==== Supplied information ====

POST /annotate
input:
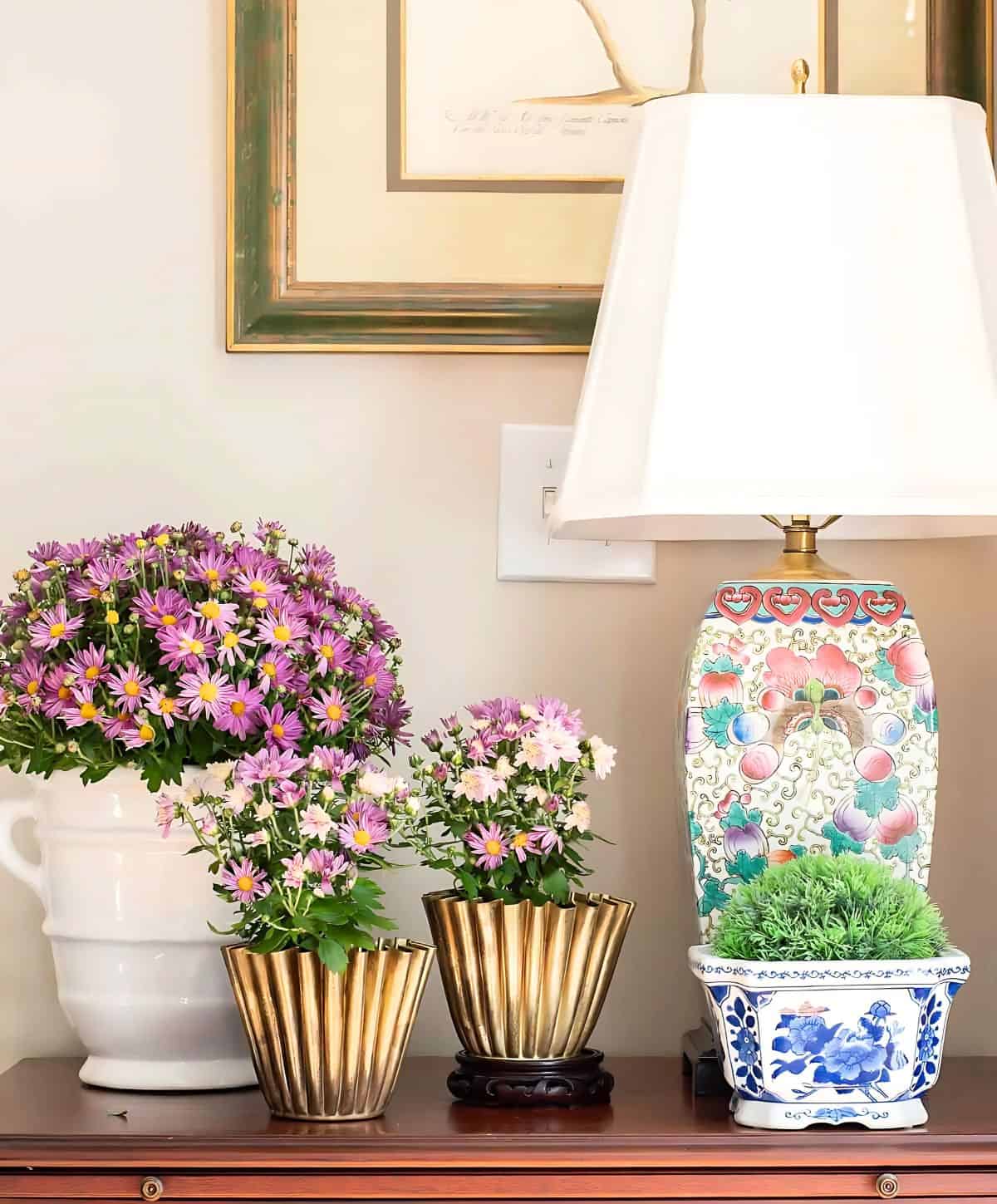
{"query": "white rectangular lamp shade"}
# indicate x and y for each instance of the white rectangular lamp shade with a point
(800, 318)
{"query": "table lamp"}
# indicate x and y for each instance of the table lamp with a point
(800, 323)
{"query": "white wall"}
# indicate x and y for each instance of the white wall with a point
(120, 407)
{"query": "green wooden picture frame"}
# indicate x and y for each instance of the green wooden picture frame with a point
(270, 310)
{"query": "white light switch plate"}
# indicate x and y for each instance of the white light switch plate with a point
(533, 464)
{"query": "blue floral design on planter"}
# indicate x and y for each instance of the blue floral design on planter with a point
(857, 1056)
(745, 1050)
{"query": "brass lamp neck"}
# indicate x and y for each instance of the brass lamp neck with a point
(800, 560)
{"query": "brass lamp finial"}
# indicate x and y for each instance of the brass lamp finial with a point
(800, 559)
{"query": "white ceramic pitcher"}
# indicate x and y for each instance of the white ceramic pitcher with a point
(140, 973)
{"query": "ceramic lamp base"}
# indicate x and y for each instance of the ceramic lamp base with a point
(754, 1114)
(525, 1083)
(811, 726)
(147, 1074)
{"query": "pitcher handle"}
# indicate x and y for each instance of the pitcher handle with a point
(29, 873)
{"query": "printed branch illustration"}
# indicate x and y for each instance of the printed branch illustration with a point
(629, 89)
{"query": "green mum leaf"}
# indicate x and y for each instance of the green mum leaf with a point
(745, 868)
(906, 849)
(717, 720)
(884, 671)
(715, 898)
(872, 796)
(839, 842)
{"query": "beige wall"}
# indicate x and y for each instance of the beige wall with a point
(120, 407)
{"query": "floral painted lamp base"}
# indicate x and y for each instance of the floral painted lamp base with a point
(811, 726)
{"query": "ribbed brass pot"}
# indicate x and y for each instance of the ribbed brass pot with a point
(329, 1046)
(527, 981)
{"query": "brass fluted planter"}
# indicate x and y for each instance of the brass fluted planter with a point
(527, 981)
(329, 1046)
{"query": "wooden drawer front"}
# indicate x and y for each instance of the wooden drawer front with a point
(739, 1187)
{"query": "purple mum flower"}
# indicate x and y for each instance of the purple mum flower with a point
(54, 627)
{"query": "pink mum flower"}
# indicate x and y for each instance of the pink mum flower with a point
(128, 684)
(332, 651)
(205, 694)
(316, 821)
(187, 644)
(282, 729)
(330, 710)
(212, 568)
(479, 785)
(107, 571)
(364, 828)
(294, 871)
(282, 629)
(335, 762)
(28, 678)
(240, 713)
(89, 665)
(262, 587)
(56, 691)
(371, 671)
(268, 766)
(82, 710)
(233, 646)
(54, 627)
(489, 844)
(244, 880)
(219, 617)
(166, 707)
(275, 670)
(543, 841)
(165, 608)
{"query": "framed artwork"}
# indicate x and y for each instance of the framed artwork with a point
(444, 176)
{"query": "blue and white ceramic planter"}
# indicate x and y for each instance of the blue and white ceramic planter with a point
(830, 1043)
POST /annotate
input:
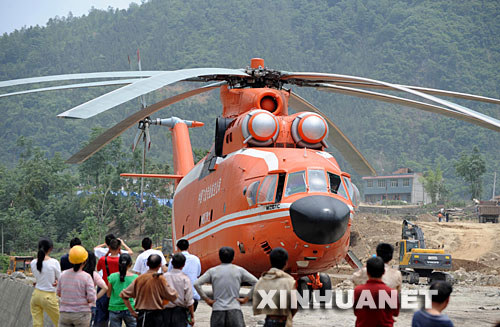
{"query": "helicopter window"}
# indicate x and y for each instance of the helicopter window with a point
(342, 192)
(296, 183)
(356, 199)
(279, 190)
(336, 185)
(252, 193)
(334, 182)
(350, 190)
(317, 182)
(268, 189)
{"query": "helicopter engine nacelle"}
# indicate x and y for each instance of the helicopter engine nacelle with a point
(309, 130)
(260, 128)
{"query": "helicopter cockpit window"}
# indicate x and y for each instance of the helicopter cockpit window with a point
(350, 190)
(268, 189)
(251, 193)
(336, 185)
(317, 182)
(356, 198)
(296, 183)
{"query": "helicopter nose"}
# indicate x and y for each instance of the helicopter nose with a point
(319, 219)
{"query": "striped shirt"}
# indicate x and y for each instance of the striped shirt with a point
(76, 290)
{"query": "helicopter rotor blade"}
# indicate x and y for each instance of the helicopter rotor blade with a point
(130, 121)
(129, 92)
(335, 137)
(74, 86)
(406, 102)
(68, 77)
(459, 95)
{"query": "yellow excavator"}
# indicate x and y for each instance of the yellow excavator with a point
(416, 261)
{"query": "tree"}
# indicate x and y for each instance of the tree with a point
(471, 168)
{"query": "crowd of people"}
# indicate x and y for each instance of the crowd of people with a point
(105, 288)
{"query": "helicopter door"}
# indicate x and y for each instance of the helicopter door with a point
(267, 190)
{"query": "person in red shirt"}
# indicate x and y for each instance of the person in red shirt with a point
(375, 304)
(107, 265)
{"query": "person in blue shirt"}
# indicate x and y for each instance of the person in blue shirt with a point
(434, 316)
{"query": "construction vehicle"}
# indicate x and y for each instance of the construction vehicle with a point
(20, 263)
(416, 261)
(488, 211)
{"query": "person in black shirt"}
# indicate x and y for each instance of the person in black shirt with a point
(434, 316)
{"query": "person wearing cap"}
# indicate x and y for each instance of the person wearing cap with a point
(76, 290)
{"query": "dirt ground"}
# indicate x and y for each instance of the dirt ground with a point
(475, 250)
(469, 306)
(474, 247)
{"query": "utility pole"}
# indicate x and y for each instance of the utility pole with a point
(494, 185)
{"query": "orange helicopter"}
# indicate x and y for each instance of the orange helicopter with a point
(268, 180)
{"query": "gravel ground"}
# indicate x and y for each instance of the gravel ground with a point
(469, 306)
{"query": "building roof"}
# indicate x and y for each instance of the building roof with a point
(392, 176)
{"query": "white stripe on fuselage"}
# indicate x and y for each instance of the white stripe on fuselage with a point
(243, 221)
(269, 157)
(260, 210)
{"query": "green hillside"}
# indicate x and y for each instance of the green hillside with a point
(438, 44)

====
==== Supplied information ====

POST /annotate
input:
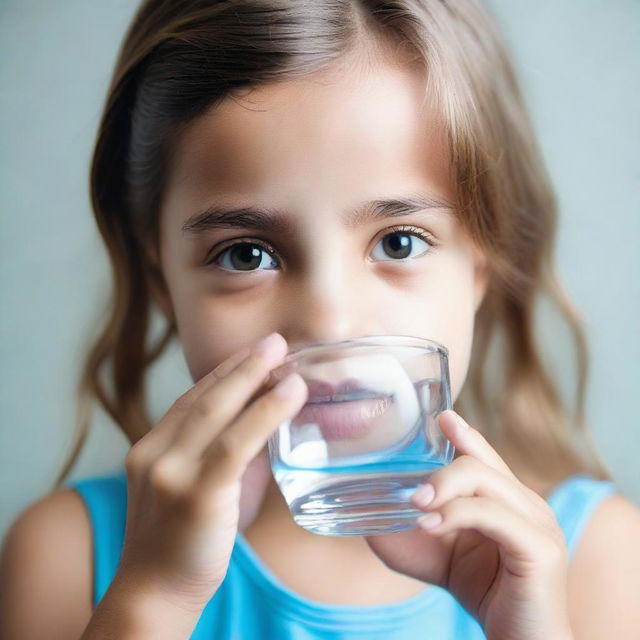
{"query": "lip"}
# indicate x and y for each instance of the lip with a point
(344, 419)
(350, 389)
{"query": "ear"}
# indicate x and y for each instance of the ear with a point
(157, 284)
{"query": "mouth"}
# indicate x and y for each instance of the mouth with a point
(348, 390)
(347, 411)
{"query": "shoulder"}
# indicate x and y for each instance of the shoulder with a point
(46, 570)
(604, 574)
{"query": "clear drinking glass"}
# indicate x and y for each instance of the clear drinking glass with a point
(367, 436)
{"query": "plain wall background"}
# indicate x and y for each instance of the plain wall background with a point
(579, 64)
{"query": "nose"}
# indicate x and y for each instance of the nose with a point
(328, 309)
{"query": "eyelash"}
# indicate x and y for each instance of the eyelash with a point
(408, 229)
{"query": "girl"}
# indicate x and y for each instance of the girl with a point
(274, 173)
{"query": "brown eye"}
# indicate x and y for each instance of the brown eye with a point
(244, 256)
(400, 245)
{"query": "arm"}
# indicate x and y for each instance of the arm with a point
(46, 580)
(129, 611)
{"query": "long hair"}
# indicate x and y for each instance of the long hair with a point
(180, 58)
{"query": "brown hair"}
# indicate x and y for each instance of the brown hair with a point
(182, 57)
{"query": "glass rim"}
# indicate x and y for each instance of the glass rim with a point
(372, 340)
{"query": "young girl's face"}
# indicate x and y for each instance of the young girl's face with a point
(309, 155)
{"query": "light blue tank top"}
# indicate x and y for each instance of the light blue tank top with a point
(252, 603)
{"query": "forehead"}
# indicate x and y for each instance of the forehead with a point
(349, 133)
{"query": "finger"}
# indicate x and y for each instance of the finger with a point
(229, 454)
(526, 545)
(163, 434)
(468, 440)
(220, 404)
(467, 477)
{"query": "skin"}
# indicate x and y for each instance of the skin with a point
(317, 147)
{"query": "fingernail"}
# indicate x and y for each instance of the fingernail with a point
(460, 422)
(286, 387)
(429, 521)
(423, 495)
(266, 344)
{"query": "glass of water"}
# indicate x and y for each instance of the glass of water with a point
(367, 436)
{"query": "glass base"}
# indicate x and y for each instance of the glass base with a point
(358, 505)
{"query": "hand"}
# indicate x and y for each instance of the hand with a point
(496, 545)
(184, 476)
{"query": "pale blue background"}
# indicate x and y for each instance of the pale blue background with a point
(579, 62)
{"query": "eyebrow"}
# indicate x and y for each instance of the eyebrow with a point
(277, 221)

====
==== Supplied information ====

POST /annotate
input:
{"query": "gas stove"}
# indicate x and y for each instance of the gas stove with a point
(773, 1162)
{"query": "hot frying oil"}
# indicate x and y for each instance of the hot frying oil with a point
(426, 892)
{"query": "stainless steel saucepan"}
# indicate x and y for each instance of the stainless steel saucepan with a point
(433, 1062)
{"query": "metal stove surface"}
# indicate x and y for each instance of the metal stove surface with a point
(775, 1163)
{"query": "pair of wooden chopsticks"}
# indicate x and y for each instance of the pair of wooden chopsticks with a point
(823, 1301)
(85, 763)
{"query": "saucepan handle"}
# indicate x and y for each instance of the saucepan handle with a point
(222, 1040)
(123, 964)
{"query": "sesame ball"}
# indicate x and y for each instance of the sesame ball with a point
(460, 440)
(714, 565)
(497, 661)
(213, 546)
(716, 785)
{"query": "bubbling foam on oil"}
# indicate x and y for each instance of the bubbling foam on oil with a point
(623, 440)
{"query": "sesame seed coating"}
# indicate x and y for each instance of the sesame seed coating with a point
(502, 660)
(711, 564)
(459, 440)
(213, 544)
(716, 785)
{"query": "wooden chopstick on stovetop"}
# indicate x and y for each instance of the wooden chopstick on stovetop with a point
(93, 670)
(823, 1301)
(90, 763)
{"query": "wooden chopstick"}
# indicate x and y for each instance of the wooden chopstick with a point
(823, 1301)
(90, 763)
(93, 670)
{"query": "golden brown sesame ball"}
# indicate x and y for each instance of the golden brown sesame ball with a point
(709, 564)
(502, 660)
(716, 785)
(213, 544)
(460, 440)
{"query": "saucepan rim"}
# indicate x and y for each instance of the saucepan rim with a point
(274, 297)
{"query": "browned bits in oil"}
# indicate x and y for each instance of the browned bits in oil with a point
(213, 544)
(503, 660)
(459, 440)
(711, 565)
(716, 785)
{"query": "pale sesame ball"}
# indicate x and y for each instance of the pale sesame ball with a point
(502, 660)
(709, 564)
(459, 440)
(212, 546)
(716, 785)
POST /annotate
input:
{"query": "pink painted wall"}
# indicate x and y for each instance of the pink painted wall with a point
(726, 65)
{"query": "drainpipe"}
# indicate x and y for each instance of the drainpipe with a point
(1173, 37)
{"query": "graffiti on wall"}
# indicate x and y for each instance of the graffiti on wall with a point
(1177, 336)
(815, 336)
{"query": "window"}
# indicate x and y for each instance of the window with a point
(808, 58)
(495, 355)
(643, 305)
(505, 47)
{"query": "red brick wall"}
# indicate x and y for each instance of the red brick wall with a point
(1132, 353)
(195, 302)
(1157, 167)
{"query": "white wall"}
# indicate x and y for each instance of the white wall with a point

====

## Goal
Count the lines in the records above that contain the string "design", matching case exactly. Reply with only the number.

## Output of the task
2